┌─ Dataset entries
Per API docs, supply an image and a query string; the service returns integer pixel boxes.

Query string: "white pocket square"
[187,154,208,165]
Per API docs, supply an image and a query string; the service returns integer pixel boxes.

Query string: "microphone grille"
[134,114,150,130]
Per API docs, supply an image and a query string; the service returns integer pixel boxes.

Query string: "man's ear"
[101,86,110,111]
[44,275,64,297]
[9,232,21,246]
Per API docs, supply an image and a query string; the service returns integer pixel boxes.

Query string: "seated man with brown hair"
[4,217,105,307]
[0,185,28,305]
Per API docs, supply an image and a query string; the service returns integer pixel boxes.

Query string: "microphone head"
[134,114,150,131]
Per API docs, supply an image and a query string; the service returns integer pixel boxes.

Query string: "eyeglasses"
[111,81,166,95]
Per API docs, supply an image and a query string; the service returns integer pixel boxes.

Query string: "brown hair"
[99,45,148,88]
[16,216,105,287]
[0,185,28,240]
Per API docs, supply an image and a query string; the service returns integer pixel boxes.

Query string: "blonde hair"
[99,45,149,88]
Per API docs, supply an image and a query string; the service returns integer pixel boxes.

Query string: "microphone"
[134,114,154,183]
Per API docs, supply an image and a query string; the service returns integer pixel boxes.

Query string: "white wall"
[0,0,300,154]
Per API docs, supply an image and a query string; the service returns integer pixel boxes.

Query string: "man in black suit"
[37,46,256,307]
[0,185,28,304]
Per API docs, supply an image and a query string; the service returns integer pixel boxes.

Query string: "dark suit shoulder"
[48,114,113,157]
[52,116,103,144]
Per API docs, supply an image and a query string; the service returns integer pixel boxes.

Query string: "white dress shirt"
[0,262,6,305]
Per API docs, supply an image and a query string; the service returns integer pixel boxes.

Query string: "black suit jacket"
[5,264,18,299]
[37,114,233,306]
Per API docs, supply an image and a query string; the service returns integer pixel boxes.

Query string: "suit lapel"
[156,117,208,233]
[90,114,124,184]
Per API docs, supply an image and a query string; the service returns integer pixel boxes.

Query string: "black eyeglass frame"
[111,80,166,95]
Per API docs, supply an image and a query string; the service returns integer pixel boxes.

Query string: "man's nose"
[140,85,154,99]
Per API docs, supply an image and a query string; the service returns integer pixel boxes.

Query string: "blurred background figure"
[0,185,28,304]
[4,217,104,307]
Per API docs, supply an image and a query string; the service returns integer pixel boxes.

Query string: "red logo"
└─
What is being asked: Render every line of the entries above as a Markdown table with two columns, Row and Line. Number each row and leave out blank lines.

Full output:
| Row | Line |
|---|---|
| 1 | Per API docs, supply an image and a query string; the service returns integer pixel boxes. |
| 2 | Query string: "white pocket square" |
| 3 | [187,154,208,165] |
| 4 | Per API docs, supply an image and a query string; the service returns integer pixel boxes. |
| 5 | Query string: "microphone grille" |
| 6 | [134,114,150,130] |
| 7 | Per API docs, supply an image and a query string; the service returns integer pixel boxes. |
| 8 | Query string: "man's ear" |
| 9 | [101,86,110,111] |
| 10 | [44,275,64,297] |
| 11 | [9,232,21,246] |
| 12 | Per API docs, supply an image and a query string; the service returns integer pixel boxes. |
| 13 | Query string: "seated man with brown hair" |
| 14 | [4,217,105,307] |
| 15 | [0,185,28,305] |
| 16 | Per API docs, supply an image and a query string; the service returns integer pixel boxes. |
| 17 | Query string: "microphone head" |
| 18 | [134,114,150,131] |
| 19 | Per API docs, supply an image and a query string; the service returns integer pixel boxes. |
| 20 | Query string: "eyeglasses" |
| 21 | [111,81,166,95] |
| 22 | Per API docs, supply an image and a query string; the service returns integer pixel boxes. |
| 23 | Query string: "brown hair" |
| 24 | [99,45,148,88] |
| 25 | [16,216,105,287] |
| 26 | [0,185,28,240] |
| 27 | Per API docs, supply an image and a query string; the service returns integer pixel boxes. |
| 28 | Query string: "blonde hair" |
| 29 | [99,45,149,88] |
| 30 | Per API docs, supply an image and a query string; the service returns integer pixel boxes. |
| 31 | Query string: "microphone" |
| 32 | [134,114,154,183] |
| 33 | Per API docs, supply an image and a query string; the service returns integer pixel boxes. |
| 34 | Query string: "white wall" |
| 35 | [0,0,300,154] |
| 36 | Per API docs, supply an image and a query string; the service returns integer pixel boxes. |
| 37 | Query string: "man in black suit" |
| 38 | [37,46,256,307] |
| 39 | [0,185,28,304] |
| 40 | Per API docs, supply an image and a query string; the service returns integer pixel boxes. |
| 41 | Query string: "dark suit shoulder" |
| 42 | [48,114,113,157] |
| 43 | [52,116,103,144] |
| 44 | Per API docs, supply an image and a query string; the service returns integer pixel boxes. |
| 45 | Query string: "white dress shirt" |
| 46 | [0,262,6,305] |
| 47 | Per API docs, supply an image and a query string; the service returns integer pixel boxes. |
| 48 | Query string: "black suit jacket" |
| 49 | [5,264,18,299] |
| 50 | [37,114,233,306] |
| 51 | Per API docs, supply an image and a query string; the service returns integer pixel boxes. |
| 52 | Query string: "suit lapel" |
| 53 | [156,117,208,233] |
| 54 | [90,114,124,184] |
| 55 | Per API docs, supply an image and a query string; the service returns integer pixel boxes. |
| 56 | Query string: "black eyeglass frame" |
| 57 | [111,80,166,95] |
| 58 | Per API docs, supply an image and a query string; the service returns integer pixel boxes. |
| 59 | Query string: "man's nose" |
| 60 | [140,85,154,99] |
| 61 | Per API docs, supply an image and a query string; the service returns integer pixel boxes. |
| 62 | Query string: "blurred background figure" |
| 63 | [0,185,28,304] |
| 64 | [4,217,104,307] |
| 65 | Per API docs, supply an image and a query string; the service returns integer pixel boxes. |
| 66 | Query string: "red logo" |